--- START Document ---

Another redevelopment plan for south Napa's Food City center


Tall palm trees and planters filled with leafy shrubs. Outdoor seating, umbrellas, and market lights. A reclaimed breezeway with room for neighbors to gather. New art and hand-painted signs, including a monument-style marker.

Such are just a few of the improvements part of a revamped plan for south Napa’s Food City center at the intersection of Jefferson Street and Old Sonoma Road in south Napa.

Developer Joe Rossi, who took over the project earlier this year, has filed an application with the city for approval of exterior renovations of the shopping center, which is listed as a local landmark on the city's historic resources inventory.

“I love that iconic front building,” said Rossi on Wednesday. “I see the vision” of the remodeled center, he said. The tenants and space will draw families and the neighbors, he predicted.

Take a tour of Napa's Food City, a classic art deco shopping center. Today, the center has a new majority owner with plans for redevelopment.

“It’s all oriented to family and the neighborhood,” said Rossi. “We’re not making a tourist destination. It’s for the neighborhood.”

Rossi said eight storefronts that face the parking lot will be remodeled. From east to west, they include a future restaurant, a future market, Galaxy Smoke Shop, incoming tenant Naysayer Coffee Roasters, Rosemery’s Haircuts, an available space, La Hacienda Taquería, and A&B Market.

The House of Broken Dolly Art Foundation, currently open in part of the former Family Drug building at the center, is a temporary tenant, said Rossi.

The first plans for upgrades to the Food City shopping center were announced shortly after it was sold in 2018.

In May of that year, Brooks Street and partner Michael C. Holcomb bought the south Napa center for $6.8 million from OSR Inc.

“We thought it was a great opportunity,” Scott Goldie, partner at Brooks Street, said at the time. Brooks Street and Noble House Hotels & Resorts co-own the Napa Valley Wine Train.

Goldie and Holcomb then announced a plan that would recast the building’s western portion into a “food hall” with eight tenants facing a common seating area, while bringing a variety of other tenants into the 24,590-square-foot venue. It was viewed as a mini Oxbow Public Market-style complex.

However, the redevelopment did not progress. In March, Brooks Street sold its interest in the property to Rossi, with Holcomb remaining a partner.)

--- END Document ---
--- START Given entries ---

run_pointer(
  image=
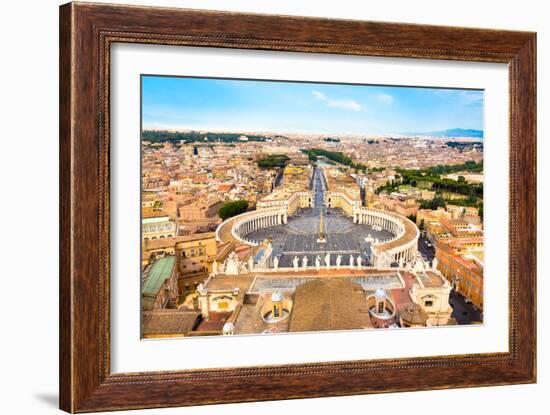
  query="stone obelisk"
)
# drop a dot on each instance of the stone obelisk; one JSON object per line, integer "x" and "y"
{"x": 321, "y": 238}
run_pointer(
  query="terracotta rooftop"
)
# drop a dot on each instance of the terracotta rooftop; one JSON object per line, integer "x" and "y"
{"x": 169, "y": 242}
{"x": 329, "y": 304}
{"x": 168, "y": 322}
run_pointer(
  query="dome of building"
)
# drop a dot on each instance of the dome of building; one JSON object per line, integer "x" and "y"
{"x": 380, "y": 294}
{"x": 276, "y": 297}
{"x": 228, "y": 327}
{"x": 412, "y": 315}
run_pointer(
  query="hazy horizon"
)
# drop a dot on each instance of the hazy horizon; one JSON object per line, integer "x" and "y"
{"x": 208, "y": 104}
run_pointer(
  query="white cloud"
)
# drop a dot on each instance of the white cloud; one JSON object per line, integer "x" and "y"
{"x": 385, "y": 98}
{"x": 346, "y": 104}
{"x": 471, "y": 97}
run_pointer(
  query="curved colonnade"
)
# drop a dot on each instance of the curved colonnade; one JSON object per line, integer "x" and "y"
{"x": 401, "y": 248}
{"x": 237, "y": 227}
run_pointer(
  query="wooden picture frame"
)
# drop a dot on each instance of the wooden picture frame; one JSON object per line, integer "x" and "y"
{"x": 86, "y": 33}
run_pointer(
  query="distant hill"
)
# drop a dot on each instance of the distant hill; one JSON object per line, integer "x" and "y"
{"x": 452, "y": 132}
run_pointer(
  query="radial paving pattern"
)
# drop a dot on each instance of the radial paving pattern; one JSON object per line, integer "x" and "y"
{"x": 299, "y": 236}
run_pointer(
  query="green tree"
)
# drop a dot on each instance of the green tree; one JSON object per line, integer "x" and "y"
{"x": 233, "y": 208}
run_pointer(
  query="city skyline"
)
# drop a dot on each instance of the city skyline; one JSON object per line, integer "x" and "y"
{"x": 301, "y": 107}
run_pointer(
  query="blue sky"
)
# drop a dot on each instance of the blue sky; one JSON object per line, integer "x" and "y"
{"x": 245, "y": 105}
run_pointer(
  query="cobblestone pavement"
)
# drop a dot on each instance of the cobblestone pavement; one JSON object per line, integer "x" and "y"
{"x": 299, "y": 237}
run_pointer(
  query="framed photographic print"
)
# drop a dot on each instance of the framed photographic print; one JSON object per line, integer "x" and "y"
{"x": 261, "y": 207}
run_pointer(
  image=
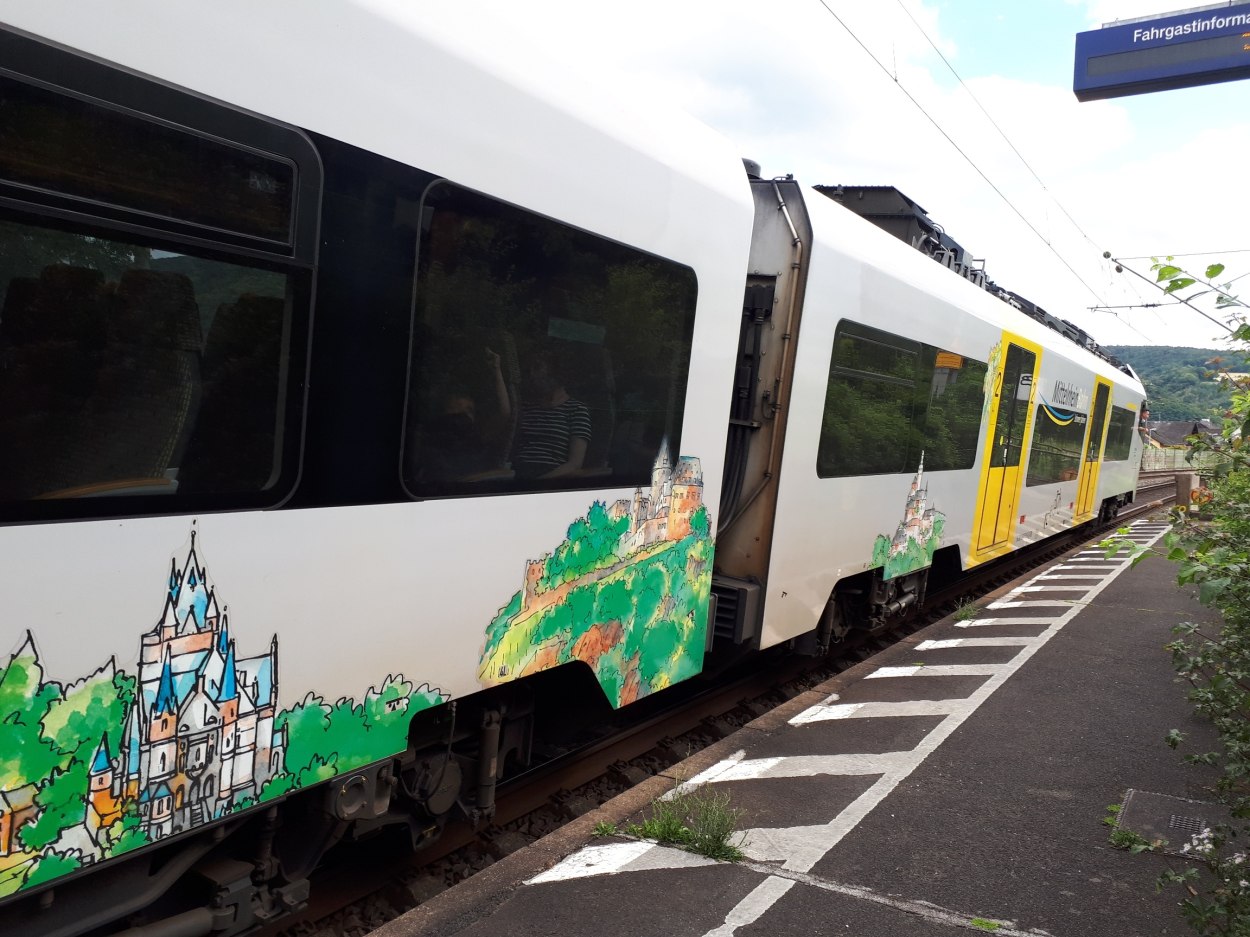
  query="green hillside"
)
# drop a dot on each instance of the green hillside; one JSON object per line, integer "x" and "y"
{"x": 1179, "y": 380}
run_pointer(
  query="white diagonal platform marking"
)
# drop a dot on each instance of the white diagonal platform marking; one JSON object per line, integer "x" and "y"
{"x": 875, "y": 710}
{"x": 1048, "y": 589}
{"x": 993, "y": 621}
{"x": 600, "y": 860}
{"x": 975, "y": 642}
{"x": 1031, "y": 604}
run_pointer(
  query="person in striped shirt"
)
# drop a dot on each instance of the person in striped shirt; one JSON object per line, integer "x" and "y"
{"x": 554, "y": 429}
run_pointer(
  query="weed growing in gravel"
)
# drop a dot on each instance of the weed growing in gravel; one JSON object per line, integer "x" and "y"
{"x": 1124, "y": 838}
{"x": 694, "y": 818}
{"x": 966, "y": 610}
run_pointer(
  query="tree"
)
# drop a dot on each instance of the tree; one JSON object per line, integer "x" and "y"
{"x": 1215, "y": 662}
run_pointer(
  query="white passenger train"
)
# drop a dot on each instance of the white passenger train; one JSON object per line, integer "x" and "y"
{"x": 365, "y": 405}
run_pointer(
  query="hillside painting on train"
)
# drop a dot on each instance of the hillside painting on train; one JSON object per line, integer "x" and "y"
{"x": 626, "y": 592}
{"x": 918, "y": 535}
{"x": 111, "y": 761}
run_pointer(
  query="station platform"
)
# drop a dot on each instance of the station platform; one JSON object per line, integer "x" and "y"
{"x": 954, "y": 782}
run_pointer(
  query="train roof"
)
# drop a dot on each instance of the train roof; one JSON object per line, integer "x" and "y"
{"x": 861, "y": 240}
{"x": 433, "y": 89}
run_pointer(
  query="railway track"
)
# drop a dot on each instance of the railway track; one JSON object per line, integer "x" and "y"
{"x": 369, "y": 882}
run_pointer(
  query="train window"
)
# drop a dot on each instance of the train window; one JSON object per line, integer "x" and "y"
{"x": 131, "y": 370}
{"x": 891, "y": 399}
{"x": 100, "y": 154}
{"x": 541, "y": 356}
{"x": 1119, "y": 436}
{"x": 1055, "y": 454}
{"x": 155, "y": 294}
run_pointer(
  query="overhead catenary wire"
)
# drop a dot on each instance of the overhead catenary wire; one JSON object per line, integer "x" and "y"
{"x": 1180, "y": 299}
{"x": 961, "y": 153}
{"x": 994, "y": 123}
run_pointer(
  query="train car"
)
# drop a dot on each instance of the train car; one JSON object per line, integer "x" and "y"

--- END Given entries ---

- Your tasks -
1. Answer these questions from the Food City article:
(a) Which two streets meet at the center?
(b) From whom did Brooks Street and Michael C. Holcomb buy the center, and at what price?
(c) How many square feet is the venue?
2. Duplicate the part of the Food City article that opens with the words containing "Tall palm trees" and closes with "neighbors, he predicted.".
The records come from a separate source and have no link to the Food City article.

- Answers to the problems -
1.
(a) Jefferson Street and Old Sonoma Road
(b) From OSR Inc., for $6.8 million
(c) 24,590 square feet

2.
Tall palm trees and planters filled with leafy shrubs. Outdoor seating, umbrellas, and market lights. A reclaimed breezeway with room for neighbors to gather. New art and hand-painted signs, including a monument-style marker.

Such are just a few of the improvements part of a revamped plan for south Napa’s Food City center at the intersection of Jefferson Street and Old Sonoma Road in south Napa.

Developer Joe Rossi, who took over the project earlier this year, has filed an application with the city for approval of exterior renovations of the shopping center, which is listed as a local landmark on the city's historic resources inventory.

“I love that iconic front building,” said Rossi on Wednesday. “I see the vision” of the remodeled center, he said. The tenants and space will draw families and the neighbors, he predicted.